⟨

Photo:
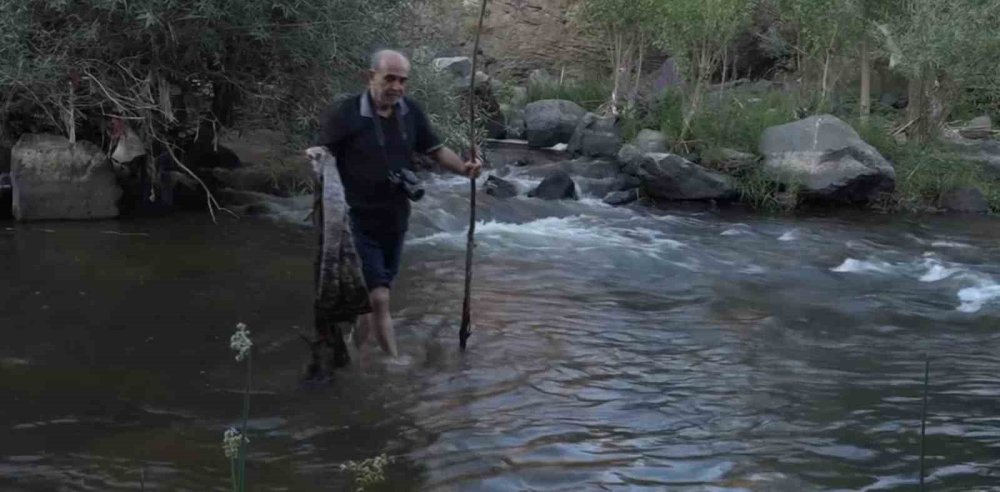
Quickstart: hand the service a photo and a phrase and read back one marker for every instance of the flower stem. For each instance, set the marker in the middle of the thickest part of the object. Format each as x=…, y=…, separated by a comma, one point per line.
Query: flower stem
x=243, y=427
x=232, y=475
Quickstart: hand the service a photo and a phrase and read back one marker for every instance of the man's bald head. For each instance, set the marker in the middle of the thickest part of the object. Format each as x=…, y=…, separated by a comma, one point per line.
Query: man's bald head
x=391, y=57
x=387, y=78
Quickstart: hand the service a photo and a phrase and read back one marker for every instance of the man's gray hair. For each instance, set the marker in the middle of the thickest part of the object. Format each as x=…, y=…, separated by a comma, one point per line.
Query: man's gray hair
x=375, y=62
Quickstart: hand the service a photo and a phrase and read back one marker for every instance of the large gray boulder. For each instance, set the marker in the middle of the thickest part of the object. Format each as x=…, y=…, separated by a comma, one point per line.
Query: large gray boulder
x=978, y=128
x=728, y=161
x=671, y=177
x=622, y=197
x=826, y=160
x=596, y=137
x=458, y=66
x=587, y=167
x=551, y=121
x=55, y=179
x=557, y=186
x=964, y=200
x=500, y=188
x=651, y=141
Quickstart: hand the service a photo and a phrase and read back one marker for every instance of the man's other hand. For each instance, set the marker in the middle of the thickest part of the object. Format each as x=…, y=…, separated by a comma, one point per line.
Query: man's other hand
x=473, y=168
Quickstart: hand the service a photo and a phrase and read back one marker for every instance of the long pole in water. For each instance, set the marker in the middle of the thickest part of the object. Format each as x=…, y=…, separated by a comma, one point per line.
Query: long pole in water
x=923, y=418
x=465, y=330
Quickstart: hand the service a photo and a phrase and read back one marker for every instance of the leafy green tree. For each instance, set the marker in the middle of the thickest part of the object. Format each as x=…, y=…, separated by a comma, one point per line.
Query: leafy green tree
x=627, y=27
x=944, y=47
x=697, y=33
x=169, y=65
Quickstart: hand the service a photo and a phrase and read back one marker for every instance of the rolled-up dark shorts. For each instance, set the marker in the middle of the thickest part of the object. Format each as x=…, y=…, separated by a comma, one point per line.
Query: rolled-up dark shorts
x=380, y=256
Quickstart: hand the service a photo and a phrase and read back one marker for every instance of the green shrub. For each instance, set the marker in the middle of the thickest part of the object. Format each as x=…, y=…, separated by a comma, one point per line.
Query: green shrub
x=590, y=94
x=924, y=171
x=732, y=119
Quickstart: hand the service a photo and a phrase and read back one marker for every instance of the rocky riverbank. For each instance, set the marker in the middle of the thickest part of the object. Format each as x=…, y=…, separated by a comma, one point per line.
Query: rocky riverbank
x=814, y=161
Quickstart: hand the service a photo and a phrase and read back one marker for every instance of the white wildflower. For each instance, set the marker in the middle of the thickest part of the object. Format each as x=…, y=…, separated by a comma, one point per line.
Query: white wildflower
x=240, y=341
x=368, y=472
x=231, y=442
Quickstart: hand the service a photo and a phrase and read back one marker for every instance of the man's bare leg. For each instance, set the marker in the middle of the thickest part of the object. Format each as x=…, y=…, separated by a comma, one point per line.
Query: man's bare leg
x=380, y=322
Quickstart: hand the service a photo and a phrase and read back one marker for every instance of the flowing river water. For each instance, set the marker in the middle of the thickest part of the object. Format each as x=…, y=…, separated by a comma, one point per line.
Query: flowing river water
x=613, y=349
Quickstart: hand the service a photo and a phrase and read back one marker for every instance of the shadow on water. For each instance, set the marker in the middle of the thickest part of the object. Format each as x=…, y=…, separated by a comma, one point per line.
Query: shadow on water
x=613, y=349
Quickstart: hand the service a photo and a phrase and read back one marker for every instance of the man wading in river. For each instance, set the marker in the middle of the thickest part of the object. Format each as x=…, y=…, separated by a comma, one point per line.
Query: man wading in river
x=373, y=136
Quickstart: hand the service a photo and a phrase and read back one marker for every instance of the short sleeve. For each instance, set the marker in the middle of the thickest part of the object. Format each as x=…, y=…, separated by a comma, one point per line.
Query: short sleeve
x=427, y=141
x=333, y=127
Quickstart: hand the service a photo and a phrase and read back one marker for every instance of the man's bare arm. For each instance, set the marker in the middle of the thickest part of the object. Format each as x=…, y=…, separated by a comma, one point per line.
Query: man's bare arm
x=452, y=162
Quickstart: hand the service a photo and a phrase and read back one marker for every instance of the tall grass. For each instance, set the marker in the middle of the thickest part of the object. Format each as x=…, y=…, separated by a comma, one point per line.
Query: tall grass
x=925, y=171
x=590, y=94
x=736, y=119
x=733, y=119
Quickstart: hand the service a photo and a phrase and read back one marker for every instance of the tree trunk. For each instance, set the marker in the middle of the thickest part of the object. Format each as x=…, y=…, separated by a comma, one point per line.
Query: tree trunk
x=916, y=107
x=866, y=81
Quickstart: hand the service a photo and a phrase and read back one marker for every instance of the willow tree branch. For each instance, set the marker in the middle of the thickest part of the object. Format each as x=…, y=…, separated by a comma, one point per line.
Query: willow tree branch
x=466, y=330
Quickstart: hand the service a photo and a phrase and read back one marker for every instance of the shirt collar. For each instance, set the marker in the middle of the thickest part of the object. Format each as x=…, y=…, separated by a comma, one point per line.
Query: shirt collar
x=366, y=106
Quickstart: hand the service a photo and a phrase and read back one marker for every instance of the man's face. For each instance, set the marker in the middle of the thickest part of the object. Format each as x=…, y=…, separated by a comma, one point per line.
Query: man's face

⟩

**Direction**
Rewrite all of the records above as a numbered list with one line per item, dropping any blank lines. Leave the pictures out.

**Final result**
1. Photo:
2. Quickstart: hand the service a photo and a phrase and read back one marker for every instance of the flower stem. For each instance, set the marker in the middle of the thickest part of the object. Format each as x=…, y=…, separated by a comma, one point per line.
3. Query: flower stem
4. x=243, y=427
5. x=232, y=475
6. Quickstart: hand the service a photo and a phrase and read back one marker for every instance of the man's bald head. For each instance, set the marker in the middle of the thickest part of the object. Format each as x=…, y=…, separated by a comma, one point per line.
7. Query: man's bald head
8. x=391, y=57
9. x=387, y=78
10. Quickstart: hand the service a photo and a phrase and read back one marker for every instance of the man's gray hair. For each instance, set the marker in the middle of the thickest part of the object. Format each as x=…, y=…, separated by a comma, one point per line.
11. Query: man's gray hair
12. x=375, y=62
13. Quickstart: hand the service a photo and a phrase and read back one marker for every instance of the large gray boulder. For each instance, set the marker in the middle of the thickest part of the object. Format each as x=…, y=…, separated by a comma, one point per line.
14. Query: large gray boulder
15. x=978, y=128
16. x=728, y=161
17. x=671, y=177
18. x=622, y=197
19. x=826, y=160
20. x=596, y=137
21. x=458, y=66
22. x=587, y=167
23. x=551, y=121
24. x=55, y=179
25. x=557, y=186
26. x=964, y=200
27. x=500, y=188
28. x=651, y=141
29. Quickstart: hand the service a photo and a phrase and read back one marker for every instance of the man's other hand. For each instance, set the marker in the middle of the thickest part of the object. Format each as x=…, y=…, separated by a comma, one point per line.
30. Query: man's other hand
31. x=473, y=168
32. Quickstart: hand the service a photo and a phrase and read back one marker for every instance of the long pole in water. For each instance, set the marker in the middle of the thickest part of the object. Format each as x=…, y=…, separated by a comma, one point per line.
33. Query: long pole in water
34. x=923, y=418
35. x=465, y=330
36. Quickstart: hand the service a photo and a phrase and read back one marker for every instance of the leafy green tree. For each instance, set the marker in the middle of the thickest part of the object. Format each as x=…, y=…, separated by a comma, one point per line.
37. Query: leafy green tree
38. x=627, y=27
39. x=944, y=47
40. x=697, y=33
41. x=169, y=65
42. Quickstart: hand the service a photo and a phrase and read back one marker for every instance of the rolled-up dark shorts. For each instance, set the marker in the middle of the thickest part of the object. Format each as x=…, y=…, separated by a comma, one point per line.
43. Query: rolled-up dark shorts
44. x=380, y=256
45. Quickstart: hand the service a photo and a phrase and read back one marker for every instance of the green shrub. For each instance, set the marker in the middle of the thickest part of the object. Format each as x=…, y=…, separated by a comma, one point per line.
46. Query: green shrub
47. x=590, y=94
48. x=924, y=171
49. x=732, y=119
50. Quickstart: hand the service a photo and a phrase and read back one marker for every instance of the rocky riverbank. For each instance, set the marker in the middle of the thickest part of the object. Format each as x=…, y=…, separated by a comma, one point per line.
51. Query: rocky riverbank
52. x=814, y=161
53. Quickstart: hand the service a photo and a phrase and read back one marker for every instance of the white wildflower. For each instance, set the marker in the middle of the thickest part of the object. Format each as x=…, y=…, separated by a comma, one point per line.
54. Query: white wildflower
55. x=240, y=341
56. x=368, y=472
57. x=231, y=442
58. Quickstart: hand the service a photo and a phrase and read back one marker for every instance of the man's bare leg. For each instance, set the marker in the middle of the thickest part of the object. Format each as x=…, y=…, separated by a comma, one point per line.
59. Query: man's bare leg
60. x=380, y=322
61. Quickstart: hand the service a photo and a phrase and read back one marker for every instance of the flowing river water. For each instance, set the marker in the middle of the thickest part of the object. Format each as x=…, y=…, separated by a comma, one point per line.
62. Query: flowing river water
63. x=613, y=349
64. Quickstart: hand the service a photo and a phrase and read back one marker for every instance of the shadow on water. For each instance, set the marker in the middle of the thickest part of the object. Format each as x=…, y=…, separated by a comma, one point per line.
65. Query: shadow on water
66. x=613, y=349
67. Quickstart: hand the service a photo and a phrase and read back one marker for every instance of the man wading in river. For each instance, set the marker in the middle of the thickest part of the object. Format each as x=…, y=…, separated by a comma, one point per line.
68. Query: man wading in river
69. x=373, y=136
70. Quickstart: hand the service a photo and a phrase and read back one marker for every instance of the short sleeve. For each instance, set the marker in the middle of the thickest part of the object. Format each as x=…, y=…, separated by a comma, one point per line.
71. Query: short sleeve
72. x=427, y=141
73. x=333, y=127
74. Quickstart: hand the service a photo and a phrase and read back one marker for every instance of the man's bare arm. For each instance, set the marker in the middle of the thickest part of the object. Format each as x=…, y=…, separated by a comma, one point per line.
75. Query: man's bare arm
76. x=452, y=162
77. Quickstart: hand the service a photo and a phrase and read back one marker for every instance of the tall grass. For each instance, set the marker in the middle of the thickest part of the object. Format each as x=…, y=…, separated by a comma, one point per line.
78. Query: tall grass
79. x=925, y=171
80. x=590, y=94
81. x=736, y=119
82. x=733, y=119
83. Quickstart: hand the service a photo and a phrase and read back one marker for every instance of the tree trunk. For each instance, set the marker in the middle of the thickest part of the object. Format each as x=…, y=…, separated by a comma, one point per line.
84. Query: tree trunk
85. x=916, y=107
86. x=866, y=81
87. Quickstart: hand the service a photo and a phrase and read back one marker for every instance of the willow tree branch. For each instance, set the marker in the middle of the thickest part of the object. Format each as x=…, y=…, separated by a comma, one point per line.
88. Query: willow tree branch
89. x=466, y=330
90. Quickstart: hand the service a photo and a phrase and read back one marker for every instance of the shirt collar. For each instance, set the marker in the middle of the thickest part of the object. Format each as x=…, y=…, separated by a comma, one point per line.
91. Query: shirt collar
92. x=366, y=106
93. Quickstart: hand the service a photo and a phrase and read back one marker for every instance of the man's face. For each instance, set the marker in the middle of the thickest part of the object. Format each as x=…, y=…, separated by a comma, one point per line.
94. Query: man's face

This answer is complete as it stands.